#### [SET EXERCISE 1]
Rewrite the paragraph of the thread that begins "This is a 40-node cluster" as a short list, keeping its main facts.

Slow Query, where to start? (v6.5.4)

I am wondering if there is a solution to a slow-query problem I am having.

  • Can it be a single, slow node? How do I find out?
  • Maybe the query node is the bottleneck? It does not look busy, how to find out?
  • The shards are too small? Half the shards will go twice as fast?
  • Too many nodes? Half the nodes (with twice the shards) will reduce the maximum latency
  • Maybe this it "just big"?

This is a 40-node cluster with a number of indexes. The shards for each index have been spread evenly over the nodes to ensure each node picks up some of the query effort. Each shard is targeted to be about 20gigs in size so they can be moved/recovered within a reasonable amount of time.

This particular query hits 9 indexes, each representing 3months of data, for a total of 180 shards

Thank you

Here is the slow query

{
	"_source":false,
	"from":0,
	"query":{"bool":{"should":[
		{"bool":{"filter":[
			{"nested":{
				"inner_hits":{
					"_source":false,
					"size":100000,
					"stored_fields":["failure.notes.~N~.text.~s~"]
				},
				"path":"failure.notes.~N~",
				"query":{"match_all":{}}
			}},
			{"bool":{"filter":[
				{"prefix":{"repo.changeset.id.~s~":"b760586ab7e62af195a44bbaa43b01be047c11db"}},
				{"term":{"repo.branch.name.~s~":"autoland"}},
				{"bool":{"must_not":{"term":{"run.tier.~n~":3}}}},
				{"bool":{"must_not":{"term":{"run.result.~s~":"retry"}}}},
				{"bool":{"must_not":{"term":{"job.type.name.~s~":"Gecko Decision Task"}}}},
				{"bool":{"must_not":{"prefix":{"job.type.name.~s~":"Action"}}}}
			]}}
		]}},
		{"bool":{"filter":[
			{"prefix":{"repo.changeset.id.~s~":"b760586ab7e62af195a44bbaa43b01be047c11db"}},
			{"term":{"repo.branch.name.~s~":"autoland"}},
			{"bool":{"must_not":{"term":{"run.tier.~n~":3}}}},
			{"bool":{"must_not":{"term":{"run.result.~s~":"retry"}}}},
			{"bool":{"must_not":{"term":{"job.type.name.~s~":"Gecko Decision Task"}}}},
			{"bool":{"must_not":{"prefix":{"job.type.name.~s~":"Action"}}}}
		]}}
	]}},
	"size":10000,
	"sort":[],
	"stored_fields":[
		"run.taskcluster.id.~s~",
		"run.taskcluster.retry_id.~n~",
		"job.type.name.~s~",
		"run.result.~s~",
		"failure.classification.~s~",
		"action.duration.~n~"

#### [DATA ROWS]
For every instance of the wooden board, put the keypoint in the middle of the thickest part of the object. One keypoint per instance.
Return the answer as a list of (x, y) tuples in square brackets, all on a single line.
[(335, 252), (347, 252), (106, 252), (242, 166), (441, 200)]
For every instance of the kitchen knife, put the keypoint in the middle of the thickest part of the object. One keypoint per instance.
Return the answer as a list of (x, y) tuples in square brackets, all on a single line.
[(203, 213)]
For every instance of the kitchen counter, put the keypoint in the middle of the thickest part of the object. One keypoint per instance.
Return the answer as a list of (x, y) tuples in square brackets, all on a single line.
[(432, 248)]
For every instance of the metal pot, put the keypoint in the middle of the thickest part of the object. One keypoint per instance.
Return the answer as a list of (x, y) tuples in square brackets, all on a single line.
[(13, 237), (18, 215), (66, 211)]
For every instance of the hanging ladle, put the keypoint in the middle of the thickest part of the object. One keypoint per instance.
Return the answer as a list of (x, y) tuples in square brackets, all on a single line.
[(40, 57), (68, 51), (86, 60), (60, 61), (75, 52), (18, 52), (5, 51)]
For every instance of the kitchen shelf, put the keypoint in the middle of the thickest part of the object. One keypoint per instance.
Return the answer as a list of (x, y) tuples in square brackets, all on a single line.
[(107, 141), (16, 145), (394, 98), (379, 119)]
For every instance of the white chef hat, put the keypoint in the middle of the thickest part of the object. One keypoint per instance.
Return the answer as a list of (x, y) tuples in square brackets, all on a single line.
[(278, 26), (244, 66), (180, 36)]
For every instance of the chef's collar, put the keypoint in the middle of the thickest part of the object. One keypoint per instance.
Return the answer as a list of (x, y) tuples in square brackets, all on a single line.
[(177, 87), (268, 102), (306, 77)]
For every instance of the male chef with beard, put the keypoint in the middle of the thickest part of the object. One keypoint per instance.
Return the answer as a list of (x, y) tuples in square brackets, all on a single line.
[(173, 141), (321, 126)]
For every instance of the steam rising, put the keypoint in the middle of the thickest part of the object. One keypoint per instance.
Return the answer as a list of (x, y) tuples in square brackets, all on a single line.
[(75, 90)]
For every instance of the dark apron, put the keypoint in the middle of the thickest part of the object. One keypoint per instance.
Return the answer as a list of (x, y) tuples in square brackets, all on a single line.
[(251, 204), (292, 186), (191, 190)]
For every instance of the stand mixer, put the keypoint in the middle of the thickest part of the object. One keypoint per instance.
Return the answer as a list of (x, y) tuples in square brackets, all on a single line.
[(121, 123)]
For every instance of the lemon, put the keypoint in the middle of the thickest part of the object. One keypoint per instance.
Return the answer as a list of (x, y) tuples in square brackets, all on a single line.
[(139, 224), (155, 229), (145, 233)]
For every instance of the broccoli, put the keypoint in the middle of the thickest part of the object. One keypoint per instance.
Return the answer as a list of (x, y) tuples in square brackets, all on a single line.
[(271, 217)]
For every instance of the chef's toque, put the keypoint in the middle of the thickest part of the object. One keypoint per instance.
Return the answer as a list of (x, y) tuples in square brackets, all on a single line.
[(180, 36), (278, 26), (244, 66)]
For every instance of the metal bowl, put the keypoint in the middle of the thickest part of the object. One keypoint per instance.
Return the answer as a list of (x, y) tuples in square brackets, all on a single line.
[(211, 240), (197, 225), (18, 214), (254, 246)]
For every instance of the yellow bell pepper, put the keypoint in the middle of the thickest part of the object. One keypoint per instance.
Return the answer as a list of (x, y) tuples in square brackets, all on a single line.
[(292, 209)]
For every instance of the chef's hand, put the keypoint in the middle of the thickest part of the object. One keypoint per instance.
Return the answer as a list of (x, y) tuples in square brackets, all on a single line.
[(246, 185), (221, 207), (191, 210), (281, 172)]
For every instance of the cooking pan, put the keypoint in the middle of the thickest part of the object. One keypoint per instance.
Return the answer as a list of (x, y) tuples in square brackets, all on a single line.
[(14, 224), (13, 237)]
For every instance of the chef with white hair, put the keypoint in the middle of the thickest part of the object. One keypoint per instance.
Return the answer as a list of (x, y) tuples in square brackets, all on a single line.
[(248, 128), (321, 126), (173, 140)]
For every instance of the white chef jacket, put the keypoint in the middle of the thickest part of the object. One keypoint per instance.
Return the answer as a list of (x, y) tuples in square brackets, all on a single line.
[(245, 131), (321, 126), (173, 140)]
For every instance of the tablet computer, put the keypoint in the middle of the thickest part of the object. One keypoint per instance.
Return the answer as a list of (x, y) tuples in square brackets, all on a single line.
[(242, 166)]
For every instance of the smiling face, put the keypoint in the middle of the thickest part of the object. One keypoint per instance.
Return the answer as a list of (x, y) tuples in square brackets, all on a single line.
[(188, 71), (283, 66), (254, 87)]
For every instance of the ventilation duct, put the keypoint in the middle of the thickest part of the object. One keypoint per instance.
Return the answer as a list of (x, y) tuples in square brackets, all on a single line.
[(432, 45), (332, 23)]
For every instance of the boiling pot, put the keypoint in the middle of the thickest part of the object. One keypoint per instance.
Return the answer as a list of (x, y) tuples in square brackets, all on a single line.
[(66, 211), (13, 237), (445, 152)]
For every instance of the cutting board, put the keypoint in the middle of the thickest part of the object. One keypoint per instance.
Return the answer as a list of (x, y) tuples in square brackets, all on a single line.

#### [SET EXERCISE 2]
In the records, begin at the line that contains "For every instance of the chef's hand, put" and stop after the line that contains "[(14, 224), (13, 237)]". Write those lines out again, requests included, with every keypoint coordinate in the answers multiplied by 2.2 and rounded to a whole number, halves rounded up.

#### [COMPLETE RESPONSE 1]
- The cluster has 40 nodes and holds a number of indexes.
- Each index's shards are spread evenly over the nodes, so every node takes part of the query work.
- Each shard is targeted at about 20 GB, so it can be moved or recovered within a reasonable time.

#### [COMPLETE RESPONSE 2]
For every instance of the chef's hand, put the keypoint in the middle of the thickest part of the object. One keypoint per instance.
Return the answer as a list of (x, y) tuples in square brackets, all on a single line.
[(541, 407), (486, 455), (420, 462), (618, 378)]
For every instance of the cooking pan, put the keypoint in the middle of the thickest part of the object. One keypoint per instance.
Return the answer as a list of (x, y) tuples in square brackets, all on a single line.
[(31, 493), (29, 521)]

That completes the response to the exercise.